What you will do
From the records below, set down exactly the lines starting with the line that contains "rule: each instance of the blue" and going on through the line that contains "rule: each instance of the green". Nothing else is wanted.

Top of Material provided

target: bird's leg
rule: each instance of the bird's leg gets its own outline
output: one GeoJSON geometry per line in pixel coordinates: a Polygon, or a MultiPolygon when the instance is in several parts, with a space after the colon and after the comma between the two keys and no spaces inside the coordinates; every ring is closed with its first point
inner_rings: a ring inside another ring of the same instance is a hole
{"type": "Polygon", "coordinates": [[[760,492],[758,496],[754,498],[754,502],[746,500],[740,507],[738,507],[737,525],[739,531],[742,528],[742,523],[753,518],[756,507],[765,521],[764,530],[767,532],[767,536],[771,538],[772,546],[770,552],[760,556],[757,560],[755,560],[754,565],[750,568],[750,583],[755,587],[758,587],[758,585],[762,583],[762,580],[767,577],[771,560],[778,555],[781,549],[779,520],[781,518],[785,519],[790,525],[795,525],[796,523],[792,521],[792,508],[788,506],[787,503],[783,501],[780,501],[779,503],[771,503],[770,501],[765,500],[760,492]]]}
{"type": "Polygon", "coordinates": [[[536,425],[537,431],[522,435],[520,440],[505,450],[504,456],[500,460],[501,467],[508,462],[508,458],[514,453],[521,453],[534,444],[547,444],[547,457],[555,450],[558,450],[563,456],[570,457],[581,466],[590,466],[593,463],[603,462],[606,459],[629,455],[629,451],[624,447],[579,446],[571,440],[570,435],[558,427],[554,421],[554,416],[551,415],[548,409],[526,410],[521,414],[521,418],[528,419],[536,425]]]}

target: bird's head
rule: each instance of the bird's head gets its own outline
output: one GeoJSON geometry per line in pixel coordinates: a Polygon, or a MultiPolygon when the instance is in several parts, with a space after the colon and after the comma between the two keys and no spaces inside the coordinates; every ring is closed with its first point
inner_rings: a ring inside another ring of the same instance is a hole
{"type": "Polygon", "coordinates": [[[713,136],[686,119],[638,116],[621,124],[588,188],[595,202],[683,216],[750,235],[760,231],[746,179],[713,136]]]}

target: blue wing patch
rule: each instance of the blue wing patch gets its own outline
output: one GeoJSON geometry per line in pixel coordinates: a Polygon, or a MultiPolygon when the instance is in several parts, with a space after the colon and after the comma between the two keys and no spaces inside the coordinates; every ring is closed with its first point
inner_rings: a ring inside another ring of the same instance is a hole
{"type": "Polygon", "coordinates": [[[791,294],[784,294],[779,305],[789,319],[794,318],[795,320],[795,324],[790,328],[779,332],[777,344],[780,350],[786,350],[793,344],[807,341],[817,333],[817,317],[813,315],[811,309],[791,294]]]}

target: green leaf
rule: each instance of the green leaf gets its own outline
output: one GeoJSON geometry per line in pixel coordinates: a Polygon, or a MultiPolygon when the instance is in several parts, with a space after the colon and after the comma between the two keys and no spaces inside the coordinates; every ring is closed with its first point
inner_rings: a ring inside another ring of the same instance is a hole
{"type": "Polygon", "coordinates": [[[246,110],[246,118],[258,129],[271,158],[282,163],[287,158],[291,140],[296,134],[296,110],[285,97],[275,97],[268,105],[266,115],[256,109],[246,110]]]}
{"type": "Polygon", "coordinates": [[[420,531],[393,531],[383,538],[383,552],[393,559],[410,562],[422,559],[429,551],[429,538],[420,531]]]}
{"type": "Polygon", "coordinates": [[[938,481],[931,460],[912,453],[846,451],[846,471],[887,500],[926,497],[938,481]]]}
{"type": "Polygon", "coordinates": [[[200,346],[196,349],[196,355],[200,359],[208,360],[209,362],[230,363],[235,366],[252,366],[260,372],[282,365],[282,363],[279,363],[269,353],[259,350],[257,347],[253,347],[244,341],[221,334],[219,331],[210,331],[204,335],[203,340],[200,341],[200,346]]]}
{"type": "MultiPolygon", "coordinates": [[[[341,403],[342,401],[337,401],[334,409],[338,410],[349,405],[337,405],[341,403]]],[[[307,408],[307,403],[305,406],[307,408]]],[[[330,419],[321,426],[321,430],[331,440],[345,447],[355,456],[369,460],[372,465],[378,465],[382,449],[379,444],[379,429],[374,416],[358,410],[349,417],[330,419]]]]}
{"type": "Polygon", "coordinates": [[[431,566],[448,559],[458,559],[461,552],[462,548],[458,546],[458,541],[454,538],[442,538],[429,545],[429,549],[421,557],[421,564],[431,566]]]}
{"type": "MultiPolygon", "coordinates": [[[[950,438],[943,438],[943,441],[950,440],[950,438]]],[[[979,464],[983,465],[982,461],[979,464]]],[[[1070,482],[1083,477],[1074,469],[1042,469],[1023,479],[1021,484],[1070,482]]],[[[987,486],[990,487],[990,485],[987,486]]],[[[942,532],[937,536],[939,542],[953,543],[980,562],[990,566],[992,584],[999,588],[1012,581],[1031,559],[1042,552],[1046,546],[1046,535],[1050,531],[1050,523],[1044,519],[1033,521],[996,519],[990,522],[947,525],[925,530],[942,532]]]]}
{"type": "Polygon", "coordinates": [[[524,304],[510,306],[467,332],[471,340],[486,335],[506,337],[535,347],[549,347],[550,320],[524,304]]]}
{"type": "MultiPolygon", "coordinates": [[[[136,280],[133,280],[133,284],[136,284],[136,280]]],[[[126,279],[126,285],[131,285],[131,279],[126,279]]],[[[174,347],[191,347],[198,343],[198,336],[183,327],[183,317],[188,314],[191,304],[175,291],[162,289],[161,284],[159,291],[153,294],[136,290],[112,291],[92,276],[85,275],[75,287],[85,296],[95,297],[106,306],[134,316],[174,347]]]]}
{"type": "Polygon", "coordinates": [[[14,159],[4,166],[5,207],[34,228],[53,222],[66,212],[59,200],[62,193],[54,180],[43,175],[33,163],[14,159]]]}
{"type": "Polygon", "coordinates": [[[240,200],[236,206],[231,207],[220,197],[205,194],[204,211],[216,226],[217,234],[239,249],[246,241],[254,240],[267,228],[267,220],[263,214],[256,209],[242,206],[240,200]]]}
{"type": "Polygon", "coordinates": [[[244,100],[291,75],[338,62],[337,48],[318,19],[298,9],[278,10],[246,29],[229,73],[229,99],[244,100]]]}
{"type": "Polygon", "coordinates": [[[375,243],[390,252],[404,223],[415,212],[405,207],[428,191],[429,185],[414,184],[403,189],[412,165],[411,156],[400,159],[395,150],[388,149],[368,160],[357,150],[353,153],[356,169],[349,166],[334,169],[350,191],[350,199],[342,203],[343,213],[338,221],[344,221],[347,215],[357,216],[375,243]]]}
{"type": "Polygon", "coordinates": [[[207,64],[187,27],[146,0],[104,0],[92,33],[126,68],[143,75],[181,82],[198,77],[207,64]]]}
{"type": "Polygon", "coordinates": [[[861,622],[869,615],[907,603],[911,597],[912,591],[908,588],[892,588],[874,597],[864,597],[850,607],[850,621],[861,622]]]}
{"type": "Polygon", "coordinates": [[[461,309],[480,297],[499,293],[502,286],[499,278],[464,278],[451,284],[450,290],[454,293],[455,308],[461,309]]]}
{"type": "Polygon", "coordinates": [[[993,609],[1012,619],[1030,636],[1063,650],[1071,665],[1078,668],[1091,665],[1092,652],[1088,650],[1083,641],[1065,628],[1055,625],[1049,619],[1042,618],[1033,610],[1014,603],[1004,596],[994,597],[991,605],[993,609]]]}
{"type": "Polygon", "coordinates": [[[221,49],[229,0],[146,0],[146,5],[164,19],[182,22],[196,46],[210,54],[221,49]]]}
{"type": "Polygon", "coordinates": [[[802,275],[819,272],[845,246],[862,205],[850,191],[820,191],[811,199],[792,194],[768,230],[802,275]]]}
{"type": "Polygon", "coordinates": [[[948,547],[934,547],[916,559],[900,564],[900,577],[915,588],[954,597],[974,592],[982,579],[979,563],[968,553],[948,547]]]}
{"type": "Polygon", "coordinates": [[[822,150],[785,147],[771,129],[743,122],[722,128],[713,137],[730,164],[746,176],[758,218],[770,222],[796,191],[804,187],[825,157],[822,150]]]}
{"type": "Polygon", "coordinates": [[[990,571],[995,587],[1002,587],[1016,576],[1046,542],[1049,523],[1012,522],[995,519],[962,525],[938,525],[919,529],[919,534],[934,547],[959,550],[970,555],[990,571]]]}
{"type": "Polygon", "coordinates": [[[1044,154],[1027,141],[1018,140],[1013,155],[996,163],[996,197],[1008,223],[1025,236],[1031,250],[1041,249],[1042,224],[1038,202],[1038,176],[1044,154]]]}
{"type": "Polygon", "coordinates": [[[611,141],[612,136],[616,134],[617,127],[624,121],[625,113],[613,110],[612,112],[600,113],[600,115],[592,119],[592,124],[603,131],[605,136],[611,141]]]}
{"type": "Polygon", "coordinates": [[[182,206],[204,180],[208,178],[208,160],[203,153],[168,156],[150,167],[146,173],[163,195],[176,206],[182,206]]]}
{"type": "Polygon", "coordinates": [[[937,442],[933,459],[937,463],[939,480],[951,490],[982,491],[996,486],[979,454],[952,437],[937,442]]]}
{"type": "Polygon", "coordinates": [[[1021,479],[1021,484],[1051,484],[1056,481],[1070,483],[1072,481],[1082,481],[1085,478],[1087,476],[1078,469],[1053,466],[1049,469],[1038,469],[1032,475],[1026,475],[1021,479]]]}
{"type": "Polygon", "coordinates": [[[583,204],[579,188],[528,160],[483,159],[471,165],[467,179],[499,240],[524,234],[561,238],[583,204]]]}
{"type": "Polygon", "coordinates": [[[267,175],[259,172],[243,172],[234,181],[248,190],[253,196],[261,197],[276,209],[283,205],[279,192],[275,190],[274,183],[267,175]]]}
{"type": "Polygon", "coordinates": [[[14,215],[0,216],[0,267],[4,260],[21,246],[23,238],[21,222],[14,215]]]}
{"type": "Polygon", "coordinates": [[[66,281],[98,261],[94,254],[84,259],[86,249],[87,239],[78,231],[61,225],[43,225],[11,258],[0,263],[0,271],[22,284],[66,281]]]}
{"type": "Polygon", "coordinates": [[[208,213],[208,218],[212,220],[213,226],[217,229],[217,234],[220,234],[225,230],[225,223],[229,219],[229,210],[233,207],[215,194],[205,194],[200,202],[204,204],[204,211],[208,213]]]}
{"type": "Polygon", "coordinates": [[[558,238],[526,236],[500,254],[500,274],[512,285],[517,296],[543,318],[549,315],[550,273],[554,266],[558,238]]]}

Bottom of Material provided

Expected output
rule: each instance of the blue wing patch gets its own outline
output: one GeoJSON geometry per line in pixel coordinates: a Polygon, or a MultiPolygon when the instance is in several parts, with a space after the colon and after the comma between the two keys and no spaces inside the coordinates; every ring is closed with its first point
inner_rings: a ring inside another ring of the same instance is a hole
{"type": "Polygon", "coordinates": [[[791,294],[784,294],[779,305],[789,319],[794,318],[795,320],[795,324],[790,328],[779,332],[777,344],[780,350],[786,350],[793,344],[807,341],[817,333],[817,317],[813,315],[811,309],[791,294]]]}

target: green leaf
rule: each instance of the green leaf gets its own outline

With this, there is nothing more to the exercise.